### [Exercise objective]
Turn the lines below into a Markdown table with two columns, "No." for the row number and "Text" for the line, leaving out any blank lines.

--

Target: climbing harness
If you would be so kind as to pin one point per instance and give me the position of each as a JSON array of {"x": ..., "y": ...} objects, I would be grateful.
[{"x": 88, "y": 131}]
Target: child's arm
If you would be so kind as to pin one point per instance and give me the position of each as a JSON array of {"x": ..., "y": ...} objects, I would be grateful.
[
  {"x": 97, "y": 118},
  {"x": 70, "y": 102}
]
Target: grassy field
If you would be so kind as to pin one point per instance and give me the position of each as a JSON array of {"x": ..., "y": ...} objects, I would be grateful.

--

### [Worked solution]
| No. | Text |
|---|---|
| 1 | Target: climbing harness |
| 2 | If you would be so kind as to pin one point per instance and give me the position of each as a JSON array of {"x": ..., "y": ...} objects, I would be grateful. |
| 3 | [{"x": 88, "y": 131}] |
| 4 | Target: child's arm |
| 5 | If you would be so kind as to pin one point per instance and give me the position of each as a JSON array of {"x": ..., "y": ...} objects, I would be grateful. |
| 6 | [ |
| 7 |   {"x": 97, "y": 118}, |
| 8 |   {"x": 70, "y": 102} |
| 9 | ] |
| 10 | Target: grassy field |
| 11 | If you would be so kind as to pin one point per instance and give me the position of each as a JSON array of {"x": ..., "y": ...} objects, I would be grateful. |